● EXTRACTED TEXT:
--- START ---

Jasmine Tookes (born February 1, 1991) is an American model and former Victoria's Secret Angel.

Early life
Tookes was born and raised in Huntington Beach, California. She has a younger sister, who is 19 years her junior. She did gymnastics for ten years and was also active in volleyball and softball before she became a model at about the age of 15. Her mother is a celebrity fashion stylist. Tookes was discovered at one of her mother's showroom appointments.

She has described her ancestry as a mix of "African American, Brazilian, European, and West Indian".

Career

Tookes' first commercial ad campaigns were in 2010 for UGG Australia and Gap. Before breaking out on the international scene, she booked a Spring 2011 DKNY campaign and a layout in Vogue Italia. Models.com named Tookes as one of the top 10 new models in a September 27, 2011, fashion week post. Tookes was selected by Style as its top new model in November 2011 based on her work for the Spring Fashion Shows. She was one of eleven new models for the annual Victoria's Secret Fashion Show in 2012. The 2012 show was taped in November and broadcast on the CBS network on December 4. The night before the airing of the fashion show, Tookes and fellow Victoria's Secret models Behati Prinsloo and Jacquelyn Jablonski guest starred on the December 3 "Ha'awe Make Loa" episode of CBS' Hawaii Five-0. French Vogue named her as one of its 10 New faces from fall/winter 2012–2013 Fashion Week.

--- END ---

● EXCERPTED DATA:
--- START ---

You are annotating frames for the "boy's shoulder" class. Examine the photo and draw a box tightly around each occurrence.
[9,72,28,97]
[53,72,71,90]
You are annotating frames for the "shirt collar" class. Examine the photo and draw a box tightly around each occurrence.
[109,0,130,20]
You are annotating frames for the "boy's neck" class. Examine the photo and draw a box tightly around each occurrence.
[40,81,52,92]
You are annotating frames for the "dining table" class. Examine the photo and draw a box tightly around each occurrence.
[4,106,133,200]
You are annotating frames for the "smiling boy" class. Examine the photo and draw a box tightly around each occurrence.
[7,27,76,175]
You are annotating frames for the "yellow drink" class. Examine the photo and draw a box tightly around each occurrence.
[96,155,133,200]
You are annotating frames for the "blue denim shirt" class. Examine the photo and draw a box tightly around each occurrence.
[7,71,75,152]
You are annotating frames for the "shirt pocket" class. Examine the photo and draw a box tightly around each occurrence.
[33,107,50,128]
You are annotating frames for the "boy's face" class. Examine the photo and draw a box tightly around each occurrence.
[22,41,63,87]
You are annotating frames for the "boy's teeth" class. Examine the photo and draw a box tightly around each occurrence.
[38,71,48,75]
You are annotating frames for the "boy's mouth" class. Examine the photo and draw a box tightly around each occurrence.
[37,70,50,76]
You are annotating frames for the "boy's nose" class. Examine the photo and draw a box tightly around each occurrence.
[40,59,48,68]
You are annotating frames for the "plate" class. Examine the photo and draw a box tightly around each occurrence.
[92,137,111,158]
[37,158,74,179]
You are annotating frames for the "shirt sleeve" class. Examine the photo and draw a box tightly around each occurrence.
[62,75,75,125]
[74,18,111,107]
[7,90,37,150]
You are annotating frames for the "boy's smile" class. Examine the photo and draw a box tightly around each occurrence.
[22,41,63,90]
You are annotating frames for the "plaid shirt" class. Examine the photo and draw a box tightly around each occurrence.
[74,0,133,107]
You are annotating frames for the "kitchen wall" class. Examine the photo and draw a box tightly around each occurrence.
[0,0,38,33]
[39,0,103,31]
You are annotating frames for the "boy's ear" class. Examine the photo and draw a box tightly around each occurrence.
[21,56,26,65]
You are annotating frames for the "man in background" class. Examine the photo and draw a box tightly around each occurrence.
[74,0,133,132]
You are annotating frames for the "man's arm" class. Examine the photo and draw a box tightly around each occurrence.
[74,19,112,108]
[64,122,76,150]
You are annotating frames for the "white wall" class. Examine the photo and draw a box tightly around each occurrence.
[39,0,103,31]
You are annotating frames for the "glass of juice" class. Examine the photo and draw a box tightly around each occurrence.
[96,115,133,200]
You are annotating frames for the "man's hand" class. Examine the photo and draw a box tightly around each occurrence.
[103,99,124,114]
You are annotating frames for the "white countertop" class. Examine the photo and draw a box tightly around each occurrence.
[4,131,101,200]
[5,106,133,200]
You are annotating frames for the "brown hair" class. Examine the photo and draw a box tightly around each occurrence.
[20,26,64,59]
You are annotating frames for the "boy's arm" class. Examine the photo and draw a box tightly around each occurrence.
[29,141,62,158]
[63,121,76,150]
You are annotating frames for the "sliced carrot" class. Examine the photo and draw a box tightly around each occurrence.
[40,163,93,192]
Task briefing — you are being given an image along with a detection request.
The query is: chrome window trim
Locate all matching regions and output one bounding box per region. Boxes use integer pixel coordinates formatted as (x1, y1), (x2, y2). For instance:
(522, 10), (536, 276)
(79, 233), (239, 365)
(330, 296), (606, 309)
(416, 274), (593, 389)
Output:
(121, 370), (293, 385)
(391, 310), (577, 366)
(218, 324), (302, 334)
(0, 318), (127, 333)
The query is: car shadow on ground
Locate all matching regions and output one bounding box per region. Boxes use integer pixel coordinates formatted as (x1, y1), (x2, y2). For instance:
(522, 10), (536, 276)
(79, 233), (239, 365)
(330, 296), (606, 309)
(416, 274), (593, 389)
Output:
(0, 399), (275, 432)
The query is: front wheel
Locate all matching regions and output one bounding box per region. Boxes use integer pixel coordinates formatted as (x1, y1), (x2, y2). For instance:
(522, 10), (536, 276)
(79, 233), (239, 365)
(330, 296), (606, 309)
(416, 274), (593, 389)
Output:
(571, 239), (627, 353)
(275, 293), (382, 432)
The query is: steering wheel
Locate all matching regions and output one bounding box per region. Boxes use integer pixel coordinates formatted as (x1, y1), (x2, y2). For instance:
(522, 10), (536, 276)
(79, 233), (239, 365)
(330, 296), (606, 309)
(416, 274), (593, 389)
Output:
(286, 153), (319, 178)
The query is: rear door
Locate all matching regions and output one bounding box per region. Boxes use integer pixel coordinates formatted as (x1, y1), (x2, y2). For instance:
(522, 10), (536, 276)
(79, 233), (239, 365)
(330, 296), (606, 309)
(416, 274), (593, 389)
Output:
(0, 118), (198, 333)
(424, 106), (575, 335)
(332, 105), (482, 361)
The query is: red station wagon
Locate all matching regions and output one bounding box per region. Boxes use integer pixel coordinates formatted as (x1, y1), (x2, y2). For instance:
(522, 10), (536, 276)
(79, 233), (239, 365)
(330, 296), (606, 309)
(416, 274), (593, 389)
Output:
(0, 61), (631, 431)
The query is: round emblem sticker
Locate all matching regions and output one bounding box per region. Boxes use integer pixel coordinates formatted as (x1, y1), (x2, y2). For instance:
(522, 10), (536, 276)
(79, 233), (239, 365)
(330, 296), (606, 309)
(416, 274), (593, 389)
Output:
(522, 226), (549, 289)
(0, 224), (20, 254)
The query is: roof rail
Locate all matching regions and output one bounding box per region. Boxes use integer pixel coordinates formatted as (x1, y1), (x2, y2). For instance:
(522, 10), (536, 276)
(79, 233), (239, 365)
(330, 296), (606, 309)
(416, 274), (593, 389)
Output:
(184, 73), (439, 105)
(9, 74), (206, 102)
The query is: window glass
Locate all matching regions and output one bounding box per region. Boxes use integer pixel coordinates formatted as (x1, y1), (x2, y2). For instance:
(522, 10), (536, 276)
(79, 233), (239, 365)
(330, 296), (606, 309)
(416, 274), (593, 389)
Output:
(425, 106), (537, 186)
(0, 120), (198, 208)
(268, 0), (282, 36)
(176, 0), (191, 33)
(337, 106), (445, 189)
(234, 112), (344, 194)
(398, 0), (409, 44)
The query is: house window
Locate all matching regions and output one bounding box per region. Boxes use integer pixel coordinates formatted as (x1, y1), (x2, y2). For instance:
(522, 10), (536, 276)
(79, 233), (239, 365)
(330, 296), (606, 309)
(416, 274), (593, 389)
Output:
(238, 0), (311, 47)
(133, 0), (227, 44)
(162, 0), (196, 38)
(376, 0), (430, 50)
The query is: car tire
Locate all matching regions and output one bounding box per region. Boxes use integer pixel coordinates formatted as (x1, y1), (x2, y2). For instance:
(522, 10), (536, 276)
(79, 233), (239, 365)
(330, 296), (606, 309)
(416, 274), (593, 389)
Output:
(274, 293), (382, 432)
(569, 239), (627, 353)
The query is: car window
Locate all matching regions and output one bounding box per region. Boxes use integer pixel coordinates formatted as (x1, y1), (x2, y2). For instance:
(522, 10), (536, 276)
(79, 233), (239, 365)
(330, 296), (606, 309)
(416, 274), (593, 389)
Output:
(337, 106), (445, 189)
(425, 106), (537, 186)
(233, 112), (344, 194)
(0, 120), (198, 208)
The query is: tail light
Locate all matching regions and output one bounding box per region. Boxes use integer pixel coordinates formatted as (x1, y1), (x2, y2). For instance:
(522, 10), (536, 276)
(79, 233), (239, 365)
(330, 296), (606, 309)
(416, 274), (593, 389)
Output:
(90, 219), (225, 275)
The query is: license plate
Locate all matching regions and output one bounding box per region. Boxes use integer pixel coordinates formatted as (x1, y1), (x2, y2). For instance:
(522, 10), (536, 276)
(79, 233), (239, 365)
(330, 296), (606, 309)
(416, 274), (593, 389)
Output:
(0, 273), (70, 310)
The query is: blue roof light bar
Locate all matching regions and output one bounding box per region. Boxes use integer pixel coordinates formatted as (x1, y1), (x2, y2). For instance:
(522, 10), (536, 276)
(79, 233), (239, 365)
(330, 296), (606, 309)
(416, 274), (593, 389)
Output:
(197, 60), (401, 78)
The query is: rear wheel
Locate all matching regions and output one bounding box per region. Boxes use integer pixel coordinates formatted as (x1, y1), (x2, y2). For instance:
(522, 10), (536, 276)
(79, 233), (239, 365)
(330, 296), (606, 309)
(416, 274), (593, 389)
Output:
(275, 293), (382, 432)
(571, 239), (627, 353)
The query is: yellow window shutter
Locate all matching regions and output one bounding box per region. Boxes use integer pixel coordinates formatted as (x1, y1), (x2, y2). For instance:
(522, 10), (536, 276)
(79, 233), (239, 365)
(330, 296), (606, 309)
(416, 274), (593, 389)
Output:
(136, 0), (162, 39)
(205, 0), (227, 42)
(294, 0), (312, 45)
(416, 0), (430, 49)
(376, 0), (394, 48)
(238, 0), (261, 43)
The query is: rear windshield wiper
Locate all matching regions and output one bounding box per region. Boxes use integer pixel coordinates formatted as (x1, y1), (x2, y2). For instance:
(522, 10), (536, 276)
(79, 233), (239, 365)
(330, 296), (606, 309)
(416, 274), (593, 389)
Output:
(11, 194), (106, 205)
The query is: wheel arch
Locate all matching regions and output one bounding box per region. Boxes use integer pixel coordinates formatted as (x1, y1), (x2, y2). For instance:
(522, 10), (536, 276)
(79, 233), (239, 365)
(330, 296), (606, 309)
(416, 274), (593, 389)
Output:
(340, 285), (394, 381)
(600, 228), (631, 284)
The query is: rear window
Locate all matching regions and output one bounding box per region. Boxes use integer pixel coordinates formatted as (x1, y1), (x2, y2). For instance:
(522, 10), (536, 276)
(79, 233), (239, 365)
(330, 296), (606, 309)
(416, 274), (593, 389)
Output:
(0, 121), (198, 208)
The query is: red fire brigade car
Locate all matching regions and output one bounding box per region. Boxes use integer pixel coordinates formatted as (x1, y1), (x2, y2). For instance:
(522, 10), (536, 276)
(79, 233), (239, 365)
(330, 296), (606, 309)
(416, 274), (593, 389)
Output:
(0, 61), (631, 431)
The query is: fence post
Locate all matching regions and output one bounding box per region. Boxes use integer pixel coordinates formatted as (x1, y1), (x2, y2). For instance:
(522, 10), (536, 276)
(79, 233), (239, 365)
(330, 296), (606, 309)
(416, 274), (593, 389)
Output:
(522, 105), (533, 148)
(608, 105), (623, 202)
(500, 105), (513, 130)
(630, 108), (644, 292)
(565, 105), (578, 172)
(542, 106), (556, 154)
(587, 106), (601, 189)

--- END ---
--- START ---

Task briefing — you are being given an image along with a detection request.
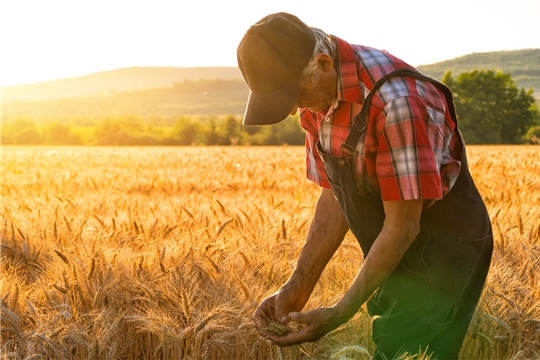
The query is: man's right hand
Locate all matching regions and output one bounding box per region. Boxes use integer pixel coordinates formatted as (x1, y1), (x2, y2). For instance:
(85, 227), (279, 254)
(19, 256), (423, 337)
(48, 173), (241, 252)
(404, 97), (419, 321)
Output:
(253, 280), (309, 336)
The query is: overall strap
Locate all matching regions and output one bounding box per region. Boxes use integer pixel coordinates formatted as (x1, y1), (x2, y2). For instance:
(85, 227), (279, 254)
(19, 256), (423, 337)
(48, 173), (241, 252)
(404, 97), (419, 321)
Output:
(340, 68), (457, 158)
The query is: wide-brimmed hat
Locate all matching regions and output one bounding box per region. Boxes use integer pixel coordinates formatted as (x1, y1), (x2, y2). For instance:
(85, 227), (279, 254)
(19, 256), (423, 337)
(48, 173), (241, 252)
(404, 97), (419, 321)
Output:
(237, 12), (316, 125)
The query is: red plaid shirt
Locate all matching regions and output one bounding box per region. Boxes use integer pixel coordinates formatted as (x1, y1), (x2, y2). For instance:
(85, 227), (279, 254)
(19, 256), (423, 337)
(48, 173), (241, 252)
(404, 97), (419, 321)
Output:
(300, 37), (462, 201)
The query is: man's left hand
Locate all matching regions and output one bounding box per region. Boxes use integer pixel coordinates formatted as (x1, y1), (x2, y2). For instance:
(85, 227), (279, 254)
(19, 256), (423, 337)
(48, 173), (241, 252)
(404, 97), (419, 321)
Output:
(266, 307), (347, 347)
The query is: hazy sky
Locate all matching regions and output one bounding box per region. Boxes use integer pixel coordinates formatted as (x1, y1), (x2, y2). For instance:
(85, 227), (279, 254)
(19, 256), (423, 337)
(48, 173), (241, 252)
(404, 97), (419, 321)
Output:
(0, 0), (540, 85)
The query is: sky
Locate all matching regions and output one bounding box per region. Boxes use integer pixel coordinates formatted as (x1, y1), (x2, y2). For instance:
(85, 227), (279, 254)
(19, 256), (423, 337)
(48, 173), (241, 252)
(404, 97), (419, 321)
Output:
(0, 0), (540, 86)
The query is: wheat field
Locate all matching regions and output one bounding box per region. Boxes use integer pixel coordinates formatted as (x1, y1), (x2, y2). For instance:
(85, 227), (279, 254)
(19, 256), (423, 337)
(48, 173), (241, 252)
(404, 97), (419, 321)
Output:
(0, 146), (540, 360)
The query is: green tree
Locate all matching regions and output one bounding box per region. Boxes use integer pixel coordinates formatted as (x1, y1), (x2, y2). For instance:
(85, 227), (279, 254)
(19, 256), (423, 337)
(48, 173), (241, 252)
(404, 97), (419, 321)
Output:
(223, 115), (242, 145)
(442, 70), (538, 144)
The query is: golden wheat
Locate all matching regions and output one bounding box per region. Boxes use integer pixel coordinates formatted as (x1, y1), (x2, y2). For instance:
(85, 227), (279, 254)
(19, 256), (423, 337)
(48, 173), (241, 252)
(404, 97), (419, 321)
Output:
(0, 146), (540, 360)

--- END ---

● AIM OF THE TASK:
Carry on the biography of Jasmine Tookes, picking up after its final sentence. The records were drawn from a separate source.

● RESPONSE:
Tookes has appeared in editorials for Italian, American, French, German, and Spanish Vogue, Harper's Bazaar, Numéro, W, and V. her cover include Elle France February 2013, Vogue Espana March 2016 alongside her fellow Victoria's Secret Angels, Harper's Bazaar Vietnam July 2016 along with Elsa Hosk and Martha Hunt, Maxim Magazine February 2017, and also Elle USA May 2017.

She has walked the runways for Burberry, Salvatore Ferragamo, Carolina Herrera, Moschino, Ralph Lauren, DKNY, Shiatzy Chen, Herve Leger, Ermanno Scervino, Giorgio Armani, Philipp Plein, Missoni, Jason Wu, Alberta Ferretti, Emilio Pucci, Balmain, Marc Jacobs, Oscar de la Renta, Giambattista Valli, Vera Wang, Calvin Klein, Tom Ford, Yves Saint Laurent, Trussardi, Marchesa, Tory Burch, Dolce & Gabbana, Stella McCartney, Paco Rabanne, Helmut Lang, Louis Vuitton, DSquared2, Tommy Hilfiger, Calvin Klein, Tom Ford, Prada, Jill Stuart, rag+bone, Miu Miu and Versace.

She and fellow VS Angel Josephine Skriver co-founded JOJA, an active-wear company. 

She has appeared in advertising campaigns for Bobbi Brown Cosmetics, Jimmy Choo, Calvin Klein, Lancôme, DKNY, Ralph Lauren, Kate Spade, Gap, Ugg, and Victoria's Secret. In 2015, she became a Victoria's Secret Angel. Tookes was selected to wear the Victoria's Secret Fashion Show Fantasy Bra (worth $3 million in 2016) at the 2016 show, which was held in Paris, France, which made her the 3rd black model to wear the bra. Tookes made her debut at No. 17 on Forbes "The World's Highest Paid Models" list in 2016, with estimated earnings of $4 million.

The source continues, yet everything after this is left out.